→ GOAL OF THE EXERCISE:
Copy each of the lines below word for word, keeping them in their original order.

━━ RECORDS FOR PROCESSING ━━

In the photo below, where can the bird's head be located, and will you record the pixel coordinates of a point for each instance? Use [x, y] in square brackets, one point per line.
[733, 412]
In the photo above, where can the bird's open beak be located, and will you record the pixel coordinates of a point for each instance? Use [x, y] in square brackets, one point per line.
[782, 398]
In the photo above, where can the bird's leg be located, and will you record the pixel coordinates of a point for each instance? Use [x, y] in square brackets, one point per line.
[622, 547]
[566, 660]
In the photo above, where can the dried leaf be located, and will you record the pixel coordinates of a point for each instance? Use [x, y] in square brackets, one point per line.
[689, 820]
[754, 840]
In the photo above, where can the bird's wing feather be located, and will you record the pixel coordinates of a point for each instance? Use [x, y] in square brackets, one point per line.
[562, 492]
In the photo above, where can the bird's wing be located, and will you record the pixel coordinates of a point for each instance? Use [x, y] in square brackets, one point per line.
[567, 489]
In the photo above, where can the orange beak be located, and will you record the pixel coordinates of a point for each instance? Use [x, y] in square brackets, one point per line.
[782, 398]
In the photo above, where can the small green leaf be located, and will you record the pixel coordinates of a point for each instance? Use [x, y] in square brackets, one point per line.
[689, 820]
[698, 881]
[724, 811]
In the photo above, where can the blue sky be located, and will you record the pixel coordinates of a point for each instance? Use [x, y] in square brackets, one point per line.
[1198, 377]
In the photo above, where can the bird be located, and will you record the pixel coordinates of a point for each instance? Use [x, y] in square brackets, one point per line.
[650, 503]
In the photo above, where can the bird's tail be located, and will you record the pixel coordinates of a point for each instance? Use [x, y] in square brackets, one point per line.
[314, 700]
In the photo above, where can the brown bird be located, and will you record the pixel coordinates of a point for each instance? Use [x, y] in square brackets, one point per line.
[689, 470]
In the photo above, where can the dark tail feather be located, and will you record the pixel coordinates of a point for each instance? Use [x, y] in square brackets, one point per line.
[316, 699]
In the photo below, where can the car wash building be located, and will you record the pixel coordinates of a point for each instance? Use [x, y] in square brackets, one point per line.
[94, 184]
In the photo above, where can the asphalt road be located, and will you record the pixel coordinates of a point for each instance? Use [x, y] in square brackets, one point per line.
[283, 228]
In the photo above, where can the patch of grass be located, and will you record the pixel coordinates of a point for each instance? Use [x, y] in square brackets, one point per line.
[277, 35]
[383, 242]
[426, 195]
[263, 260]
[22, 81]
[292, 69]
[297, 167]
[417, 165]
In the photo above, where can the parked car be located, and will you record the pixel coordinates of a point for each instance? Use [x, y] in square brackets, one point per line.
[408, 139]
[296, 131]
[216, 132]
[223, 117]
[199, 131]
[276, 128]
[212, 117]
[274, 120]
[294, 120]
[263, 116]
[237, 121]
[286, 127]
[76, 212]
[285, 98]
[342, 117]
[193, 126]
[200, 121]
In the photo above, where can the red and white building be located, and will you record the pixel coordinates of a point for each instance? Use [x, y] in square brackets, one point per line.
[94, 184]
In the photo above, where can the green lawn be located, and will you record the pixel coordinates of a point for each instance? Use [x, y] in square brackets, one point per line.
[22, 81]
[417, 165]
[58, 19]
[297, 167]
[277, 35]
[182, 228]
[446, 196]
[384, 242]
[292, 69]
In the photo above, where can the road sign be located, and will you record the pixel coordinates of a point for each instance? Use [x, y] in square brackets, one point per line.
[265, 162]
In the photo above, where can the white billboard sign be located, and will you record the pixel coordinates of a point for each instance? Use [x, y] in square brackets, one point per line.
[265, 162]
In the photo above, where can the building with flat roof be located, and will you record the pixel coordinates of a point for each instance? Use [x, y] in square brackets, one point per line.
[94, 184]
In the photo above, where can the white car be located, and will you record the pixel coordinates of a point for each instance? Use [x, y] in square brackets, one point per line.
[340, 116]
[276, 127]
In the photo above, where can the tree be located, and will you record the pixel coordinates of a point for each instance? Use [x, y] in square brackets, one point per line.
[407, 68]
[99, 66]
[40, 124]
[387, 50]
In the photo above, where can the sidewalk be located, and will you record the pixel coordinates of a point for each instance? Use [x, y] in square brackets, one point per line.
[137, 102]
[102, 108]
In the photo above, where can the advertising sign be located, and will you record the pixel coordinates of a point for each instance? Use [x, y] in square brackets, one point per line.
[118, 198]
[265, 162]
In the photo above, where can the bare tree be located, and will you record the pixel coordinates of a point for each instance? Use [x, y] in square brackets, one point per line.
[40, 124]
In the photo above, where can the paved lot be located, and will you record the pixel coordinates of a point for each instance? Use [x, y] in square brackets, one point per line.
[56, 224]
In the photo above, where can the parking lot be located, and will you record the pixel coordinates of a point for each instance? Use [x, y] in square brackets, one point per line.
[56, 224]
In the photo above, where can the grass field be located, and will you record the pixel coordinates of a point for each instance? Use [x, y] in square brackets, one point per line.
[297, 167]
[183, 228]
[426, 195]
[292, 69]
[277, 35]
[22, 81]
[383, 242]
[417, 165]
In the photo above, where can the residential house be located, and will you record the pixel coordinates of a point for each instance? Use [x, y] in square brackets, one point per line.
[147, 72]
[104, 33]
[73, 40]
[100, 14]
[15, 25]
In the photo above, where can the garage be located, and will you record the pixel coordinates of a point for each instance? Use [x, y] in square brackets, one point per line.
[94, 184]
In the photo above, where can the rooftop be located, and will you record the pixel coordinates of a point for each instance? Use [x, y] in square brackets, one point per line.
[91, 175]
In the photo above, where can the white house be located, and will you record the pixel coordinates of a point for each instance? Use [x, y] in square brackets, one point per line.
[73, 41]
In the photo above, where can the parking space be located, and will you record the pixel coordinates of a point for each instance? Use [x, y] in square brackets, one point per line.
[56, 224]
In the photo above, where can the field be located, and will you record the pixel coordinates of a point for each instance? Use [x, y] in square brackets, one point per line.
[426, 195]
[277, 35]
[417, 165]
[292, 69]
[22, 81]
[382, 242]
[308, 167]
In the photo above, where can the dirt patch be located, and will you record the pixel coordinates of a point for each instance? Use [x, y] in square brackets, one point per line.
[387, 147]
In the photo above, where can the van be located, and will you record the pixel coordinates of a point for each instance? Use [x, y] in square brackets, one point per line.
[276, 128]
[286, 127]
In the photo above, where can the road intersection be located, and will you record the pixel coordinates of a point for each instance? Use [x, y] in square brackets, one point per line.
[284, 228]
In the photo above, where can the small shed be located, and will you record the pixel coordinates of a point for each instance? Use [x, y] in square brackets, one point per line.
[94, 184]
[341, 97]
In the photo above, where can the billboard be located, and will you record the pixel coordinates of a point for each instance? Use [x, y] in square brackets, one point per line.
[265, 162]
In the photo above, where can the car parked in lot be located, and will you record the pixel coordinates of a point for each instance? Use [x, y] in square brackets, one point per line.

━━━

→ REPLY:
In the photo below, where can the bird's head be located, and will you record the pixel coordinates of a point for each instance? Use [x, y] in square brackets, one point per line.
[733, 412]
In the photo above, where can the bird's open beak be located, and will you record the pixel coordinates of a point for each instance? Use [x, y] in square brackets, one point per line.
[782, 398]
In the photo above, where can the bird's leg be located, and will you record the pixel coordinates of a point for each instance? Use [x, y] in square brackets, one point per line.
[622, 547]
[566, 660]
In the photo above, where can the dried leaf be located, and will you record the pixel coordinates of a point for each instance? Use [x, y] in square brackets, one point per line.
[689, 820]
[754, 840]
In the photo above, where can the bird's wing feather be located, and will you record the pixel coordinates of a point for each instance? Use [x, y] in square brackets, one point per line.
[562, 492]
In the photo above, where can the bird's wing be located, and will you record the pixel coordinates of a point for each instance? Use [x, y] in square brackets, one point per line.
[567, 489]
In the photo above, where can the orange beak be located, and will you record the pixel coordinates of a point for each instance? Use [x, y] in square brackets, one point per line.
[782, 398]
In the photo above, where can the small green leaf be located, and will you record the pixel coordinates of a point for each instance? Use [x, y] in square brackets, one point per line.
[689, 820]
[698, 881]
[724, 811]
In the photo above, where can the blue sky be located, and will you record the pixel coordinates of a point for each instance? Use [x, y] in square brackets, one point per line.
[1198, 377]
In the photo above, where can the bird be located, and will you record the pixel coordinates of a point for each instance? Use [x, y] in square brackets, one point per line.
[650, 503]
In the photo above, where can the bird's tail be located, and will you record the pixel coordinates of a point for each instance? Use [x, y] in square brackets, one point per line.
[314, 700]
In the photo above, where can the brown bird be located, and will you record the pixel coordinates of a point for each instance? Use [x, y] in square brackets, one point per line.
[689, 470]
In the photo above, where can the dark tail feather be located, and will you record the pixel coordinates of a point for each instance? Use [x, y] in square brackets, one point per line.
[316, 699]
In the photo below, where can the car wash building be located, and will you record the pixel coordinates of a point for each instance? Use [x, y] in square brackets, one point per line.
[94, 184]
In the photo above, where can the asphalt road be located, and will you record the pixel coordinates of a point for each instance? Use [x, y] in square brackets, one point per line.
[283, 228]
In the photo above, where can the patch of grass be located, and will you record the pixel coordinates of a point for each instance? Use [x, y] in square brackets, one point per line.
[277, 35]
[383, 242]
[426, 195]
[263, 260]
[22, 81]
[292, 69]
[297, 167]
[417, 165]
In the photo above, where can the parked car be located, and will you record the pixel coordinates of a point for each instance? Use [x, y] in square brackets, one point per line.
[408, 139]
[296, 131]
[216, 132]
[223, 117]
[199, 131]
[276, 128]
[212, 117]
[274, 120]
[294, 120]
[263, 116]
[237, 121]
[286, 127]
[76, 212]
[285, 98]
[342, 117]
[193, 126]
[200, 121]
In the photo above, where can the red and white building be located, and will you record the pixel coordinates of a point for each instance? Use [x, y] in square brackets, one point per line.
[94, 184]
In the photo above, where can the green lawn be located, and will you record the pixel coordinates of a point for each instance? Use [x, y] in square brackets, one point per line.
[22, 81]
[417, 165]
[58, 19]
[297, 167]
[277, 35]
[182, 228]
[446, 196]
[384, 242]
[292, 69]
In the photo above, where can the road sign be located, and will you record the pixel coordinates of a point for each instance? Use [x, y] in square brackets, one point per line.
[265, 162]
In the photo above, where can the white billboard sign be located, and will you record the pixel coordinates of a point for each instance? Use [x, y] in square brackets, one point per line.
[265, 162]
In the photo above, where can the building with flat roof be located, and will you record the pixel coordinates of a point for each instance? Use [x, y] in square brackets, one point per line.
[94, 184]
In the photo above, where can the white car be located, and will you record the pixel coordinates of a point for each instance? Use [x, y] in square brackets, one point per line.
[340, 116]
[276, 127]
In the photo above, where can the tree be located, and will you record the pixel coordinates of a point for each instance? Use [x, y] in square brackets, one point per line.
[407, 68]
[99, 66]
[40, 124]
[387, 50]
In the photo above, where can the sidewalk be located, and will you record the pixel coordinates of a point for each instance? Use [x, y] in square brackets, one point per line.
[137, 102]
[102, 108]
In the photo above, where can the advertising sign be located, and will you record the pixel coordinates of a point for each instance? Use [x, y] in square brackets, one point per line.
[118, 198]
[265, 162]
In the photo above, where can the bare tree be located, and will you record the pixel coordinates of a point for each instance? Use [x, y] in square brackets, one point per line.
[40, 124]
In the photo above, where can the paved lot be located, and will you record the pixel coordinates of a point for each instance? Use [x, y] in square brackets, one point per line.
[56, 224]
In the photo above, where can the parking lot be located, and will you record the pixel coordinates of a point for each instance? Use [x, y] in square brackets, one point per line.
[56, 224]
In the photo above, where can the grass field be located, and will you record the pixel coordinates of a point for each instance? Use [x, y] in square brackets, one point per line.
[297, 167]
[183, 228]
[426, 195]
[292, 69]
[277, 35]
[22, 81]
[383, 242]
[417, 165]
In the photo above, where can the residential house be located, and will you record the pixel coordinates of a point for each instance? Use [x, y] in square brackets, one point per line.
[147, 72]
[104, 33]
[73, 40]
[100, 14]
[15, 25]
In the photo above, where can the garage be located, and will you record the pixel coordinates of a point for each instance? Use [x, y] in square brackets, one point per line.
[94, 184]
In the photo above, where can the rooftop be located, and will you record the pixel coordinates of a point for each instance? Use [x, y] in square brackets, one point per line.
[91, 175]
In the photo above, where can the white house be located, and will you record the pixel coordinates of a point for each instance? Use [x, y] in square brackets, one point per line.
[73, 41]
In the photo above, where can the parking space be located, and will you record the pixel coordinates of a point for each instance? Use [x, y] in square brackets, one point per line.
[56, 224]
In the photo above, where can the field be located, and will you record the pixel coordinates of a point for each instance? Use [x, y] in square brackets, one point per line.
[426, 195]
[277, 35]
[417, 165]
[292, 69]
[22, 81]
[382, 242]
[308, 167]
In the photo above, where can the dirt patch be located, and will you record the pixel coordinates of a point for each instance? Use [x, y] in square brackets, one point per line.
[387, 147]
In the photo above, where can the van be located, and will you record the pixel coordinates of a point for each instance? Use [x, y] in square brackets, one point per line.
[276, 128]
[286, 127]
In the photo above, where can the road intersection be located, and will you record the pixel coordinates of a point for each instance? Use [x, y] in square brackets, one point per line.
[284, 228]
In the photo above, where can the small shed be located, and will you record the pixel coordinates of a point for each instance? Use [x, y] in square brackets, one point per line.
[94, 184]
[341, 97]
In the photo above, where can the billboard be located, and will you record the pixel coordinates of a point for each instance? Use [x, y] in square brackets, one point per line.
[265, 162]
In the photo above, where can the car parked in lot be located, and will you record the pixel coordinates of a point for each instance? Use [x, y] in square brackets, one point per line.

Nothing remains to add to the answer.